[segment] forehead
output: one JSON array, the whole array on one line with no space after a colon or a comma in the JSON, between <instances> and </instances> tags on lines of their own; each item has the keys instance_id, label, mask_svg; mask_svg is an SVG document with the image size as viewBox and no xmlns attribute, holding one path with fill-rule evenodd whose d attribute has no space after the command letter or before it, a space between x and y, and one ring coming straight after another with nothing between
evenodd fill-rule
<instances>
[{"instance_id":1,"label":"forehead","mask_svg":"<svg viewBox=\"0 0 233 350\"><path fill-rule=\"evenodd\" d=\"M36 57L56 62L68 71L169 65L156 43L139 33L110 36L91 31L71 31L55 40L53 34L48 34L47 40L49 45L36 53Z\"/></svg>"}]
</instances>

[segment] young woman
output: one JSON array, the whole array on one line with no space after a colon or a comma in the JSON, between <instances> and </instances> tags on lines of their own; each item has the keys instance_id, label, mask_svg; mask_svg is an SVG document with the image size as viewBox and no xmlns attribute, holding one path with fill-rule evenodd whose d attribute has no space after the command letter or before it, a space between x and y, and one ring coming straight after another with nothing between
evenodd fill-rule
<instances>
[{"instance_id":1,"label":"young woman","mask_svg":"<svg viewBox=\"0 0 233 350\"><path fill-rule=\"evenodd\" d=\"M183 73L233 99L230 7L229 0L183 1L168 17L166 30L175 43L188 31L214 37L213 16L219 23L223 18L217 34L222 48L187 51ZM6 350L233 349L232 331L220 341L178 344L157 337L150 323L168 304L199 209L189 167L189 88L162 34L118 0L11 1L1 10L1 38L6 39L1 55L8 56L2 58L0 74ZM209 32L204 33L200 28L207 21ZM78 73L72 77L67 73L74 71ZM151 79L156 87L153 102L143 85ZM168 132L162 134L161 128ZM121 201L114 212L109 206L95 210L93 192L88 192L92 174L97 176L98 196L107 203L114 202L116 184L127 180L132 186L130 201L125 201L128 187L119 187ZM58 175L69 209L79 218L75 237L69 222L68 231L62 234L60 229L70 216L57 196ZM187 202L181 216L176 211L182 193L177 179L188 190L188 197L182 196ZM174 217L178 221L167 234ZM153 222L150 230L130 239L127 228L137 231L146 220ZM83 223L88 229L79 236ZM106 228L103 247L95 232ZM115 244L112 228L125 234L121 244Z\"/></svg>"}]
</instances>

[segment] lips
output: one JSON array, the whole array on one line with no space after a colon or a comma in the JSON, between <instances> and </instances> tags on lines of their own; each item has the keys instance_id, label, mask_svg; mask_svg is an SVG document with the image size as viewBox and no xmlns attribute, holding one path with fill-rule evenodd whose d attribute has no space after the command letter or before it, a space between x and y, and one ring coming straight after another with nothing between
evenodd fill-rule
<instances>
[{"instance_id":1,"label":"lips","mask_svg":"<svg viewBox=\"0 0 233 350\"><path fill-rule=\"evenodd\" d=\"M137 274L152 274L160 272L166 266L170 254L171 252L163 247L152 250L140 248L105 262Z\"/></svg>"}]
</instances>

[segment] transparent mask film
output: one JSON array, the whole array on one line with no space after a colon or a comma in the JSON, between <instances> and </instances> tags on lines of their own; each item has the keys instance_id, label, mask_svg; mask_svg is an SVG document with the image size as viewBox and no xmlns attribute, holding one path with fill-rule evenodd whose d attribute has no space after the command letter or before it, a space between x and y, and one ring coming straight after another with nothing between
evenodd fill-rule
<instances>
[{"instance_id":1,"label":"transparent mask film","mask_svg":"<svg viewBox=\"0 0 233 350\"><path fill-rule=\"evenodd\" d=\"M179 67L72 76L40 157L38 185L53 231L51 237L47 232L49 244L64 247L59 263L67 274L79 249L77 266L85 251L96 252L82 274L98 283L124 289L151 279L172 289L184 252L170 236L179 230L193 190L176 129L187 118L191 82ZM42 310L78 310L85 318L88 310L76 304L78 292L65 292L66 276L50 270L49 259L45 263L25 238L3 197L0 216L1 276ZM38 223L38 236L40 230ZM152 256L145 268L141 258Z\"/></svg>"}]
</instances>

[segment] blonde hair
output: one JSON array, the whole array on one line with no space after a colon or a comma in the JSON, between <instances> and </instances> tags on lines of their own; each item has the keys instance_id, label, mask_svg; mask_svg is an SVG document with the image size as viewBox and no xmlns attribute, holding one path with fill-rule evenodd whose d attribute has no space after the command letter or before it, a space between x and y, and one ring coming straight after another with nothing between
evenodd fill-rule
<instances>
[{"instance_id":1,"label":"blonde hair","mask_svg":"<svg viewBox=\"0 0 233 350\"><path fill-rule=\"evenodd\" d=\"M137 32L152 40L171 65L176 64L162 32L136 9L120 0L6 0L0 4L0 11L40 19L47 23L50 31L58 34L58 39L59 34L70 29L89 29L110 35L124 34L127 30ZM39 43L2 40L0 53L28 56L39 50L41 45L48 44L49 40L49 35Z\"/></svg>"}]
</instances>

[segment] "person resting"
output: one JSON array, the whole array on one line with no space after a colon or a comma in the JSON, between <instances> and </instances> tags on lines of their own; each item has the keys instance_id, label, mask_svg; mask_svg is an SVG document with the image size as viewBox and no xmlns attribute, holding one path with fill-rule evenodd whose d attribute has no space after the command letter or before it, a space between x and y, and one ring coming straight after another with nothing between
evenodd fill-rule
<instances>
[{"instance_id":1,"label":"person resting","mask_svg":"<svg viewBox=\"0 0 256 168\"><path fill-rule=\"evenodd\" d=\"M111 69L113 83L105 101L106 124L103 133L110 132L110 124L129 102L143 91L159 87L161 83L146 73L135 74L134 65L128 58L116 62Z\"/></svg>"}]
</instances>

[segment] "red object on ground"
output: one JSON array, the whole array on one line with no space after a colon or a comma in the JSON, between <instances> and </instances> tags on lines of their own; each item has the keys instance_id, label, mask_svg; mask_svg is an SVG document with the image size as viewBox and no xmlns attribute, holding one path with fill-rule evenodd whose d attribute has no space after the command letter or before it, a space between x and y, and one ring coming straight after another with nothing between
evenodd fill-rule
☆ ☆ ☆ ☆ ☆ ☆ ☆
The request >> Extract each line of the material exactly as it stands.

Complete response >>
[segment] forehead
output: one JSON array, the whole array on one line with no space after a colon or a comma in the JSON, between <instances> and </instances> tags on lines of their own; each item has the keys instance_id, label, mask_svg; mask_svg is an SVG document with the image size as viewBox and no xmlns attribute, holding one path with fill-rule evenodd whose d attribute has no space after the command letter or before it, a space between x and y, and one ring coming straight after another with nothing between
evenodd fill-rule
<instances>
[{"instance_id":1,"label":"forehead","mask_svg":"<svg viewBox=\"0 0 233 350\"><path fill-rule=\"evenodd\" d=\"M36 57L56 62L68 71L169 65L156 43L139 33L110 36L91 31L71 31L55 40L53 34L48 34L47 40L49 45L36 53Z\"/></svg>"}]
</instances>

[segment] young woman
output: one JSON array, the whole array on one line with no space after a colon or a comma in the JSON, between <instances> and </instances> tags on lines of their own; each item has the keys instance_id, label, mask_svg; mask_svg is an SVG document with the image size as viewBox and no xmlns attribute, holding one path with fill-rule evenodd whose d attribute has no space after the command letter or before it, a space between x and y, and one ring coming straight after another with nothing between
evenodd fill-rule
<instances>
[{"instance_id":1,"label":"young woman","mask_svg":"<svg viewBox=\"0 0 233 350\"><path fill-rule=\"evenodd\" d=\"M183 73L233 99L230 7L229 0L183 1L168 17L166 30L175 43L188 31L214 37L213 16L219 23L223 18L217 34L222 48L187 51ZM6 350L233 349L232 331L220 341L178 344L157 337L150 323L168 304L199 209L189 167L189 88L162 34L118 0L11 1L1 10L1 38L6 39L1 55L8 56L2 58L0 74ZM209 32L204 33L200 28L207 21ZM78 73L72 77L67 73L74 71ZM151 79L156 87L153 102L143 85ZM168 132L162 134L161 128ZM121 201L114 212L109 206L95 210L93 192L88 192L92 174L97 176L98 196L107 203L114 202L116 184L127 180L132 186L130 201L125 201L128 187L119 187ZM58 175L69 209L79 218L75 237L69 222L68 231L62 234L60 229L70 216L57 196ZM187 202L181 216L176 211L182 193L177 179L188 190L188 197L182 196ZM174 217L178 221L167 234ZM153 222L150 230L130 239L127 228L137 231L146 220ZM83 223L88 229L79 236ZM106 228L103 247L95 232ZM115 244L112 228L125 234L121 244Z\"/></svg>"}]
</instances>

[segment] lips
output: one JSON array, the whole array on one line with no space after a colon or a comma in the JSON, between <instances> and </instances> tags on lines of their own; each item has the keys instance_id, label, mask_svg; mask_svg is an SVG document with the image size as viewBox and no xmlns attribute, holding one path with fill-rule evenodd whose d attribute has no space after the command letter or before it, a space between x and y, and one ring coming straight after another with nothing between
evenodd fill-rule
<instances>
[{"instance_id":1,"label":"lips","mask_svg":"<svg viewBox=\"0 0 233 350\"><path fill-rule=\"evenodd\" d=\"M137 274L152 274L160 272L166 266L170 254L171 252L163 247L152 250L140 248L105 262Z\"/></svg>"}]
</instances>

[segment] transparent mask film
output: one JSON array, the whole array on one line with no space after a colon or a comma in the JSON, between <instances> and </instances> tags on lines of their own; each item has the keys instance_id, label, mask_svg; mask_svg is an SVG document with the image size as viewBox and no xmlns attribute, holding one path with fill-rule evenodd whose d attribute has no space after the command letter or before it, a space between x and y, and one ring coming straight after another with nothing between
evenodd fill-rule
<instances>
[{"instance_id":1,"label":"transparent mask film","mask_svg":"<svg viewBox=\"0 0 233 350\"><path fill-rule=\"evenodd\" d=\"M179 67L72 76L40 157L38 185L53 231L51 237L47 232L49 244L64 247L59 263L67 274L79 249L77 266L85 251L96 252L82 274L98 283L124 289L151 279L172 289L184 252L170 236L179 230L193 190L176 129L187 118L191 82ZM42 310L78 310L85 318L88 310L76 304L78 292L65 292L66 276L50 270L49 259L45 263L25 238L3 197L0 216L1 276ZM38 223L38 236L40 230ZM152 256L145 268L141 258Z\"/></svg>"}]
</instances>

[segment] blonde hair
output: one JSON array, the whole array on one line with no space after a colon or a comma in the JSON, between <instances> and </instances> tags on lines of their own; each item has the keys instance_id, label, mask_svg; mask_svg is an SVG document with the image size as viewBox and no xmlns attribute, holding one path with fill-rule evenodd whose d attribute has no space after the command letter or before it, a space between x and y, and one ring coming straight after another with nothing between
evenodd fill-rule
<instances>
[{"instance_id":1,"label":"blonde hair","mask_svg":"<svg viewBox=\"0 0 233 350\"><path fill-rule=\"evenodd\" d=\"M137 32L152 40L171 65L176 64L162 32L136 9L120 0L6 0L0 4L0 11L40 19L47 23L50 31L58 34L58 39L59 34L70 29L89 29L110 35L124 34L127 30ZM39 43L2 40L0 53L28 56L39 50L41 45L48 44L49 40L49 35Z\"/></svg>"}]
</instances>

[segment] "person resting"
output: one JSON array, the whole array on one line with no space after a colon or a comma in the JSON, between <instances> and </instances> tags on lines of their own; each item has the keys instance_id, label, mask_svg; mask_svg is an SVG document with the image size as viewBox and no xmlns attribute, holding one path with fill-rule evenodd whose d attribute has no space after the command letter or before it, a space between x and y, and one ring coming straight after another with nothing between
evenodd fill-rule
<instances>
[{"instance_id":1,"label":"person resting","mask_svg":"<svg viewBox=\"0 0 256 168\"><path fill-rule=\"evenodd\" d=\"M111 69L113 83L105 101L106 124L103 133L110 132L110 124L129 102L143 91L159 87L161 83L146 73L135 74L134 65L128 58L116 62Z\"/></svg>"}]
</instances>

[segment] "red object on ground"
output: one JSON array, the whole array on one line with no space after a colon or a comma in the JSON, between <instances> and </instances> tags on lines of their own; each item has the keys instance_id, label, mask_svg; mask_svg is an SVG document with the image size as viewBox and no xmlns attribute, holding one path with fill-rule evenodd whose d attribute has no space after the command letter or before it, a space between x and y, and one ring coming straight after another with nothing between
evenodd fill-rule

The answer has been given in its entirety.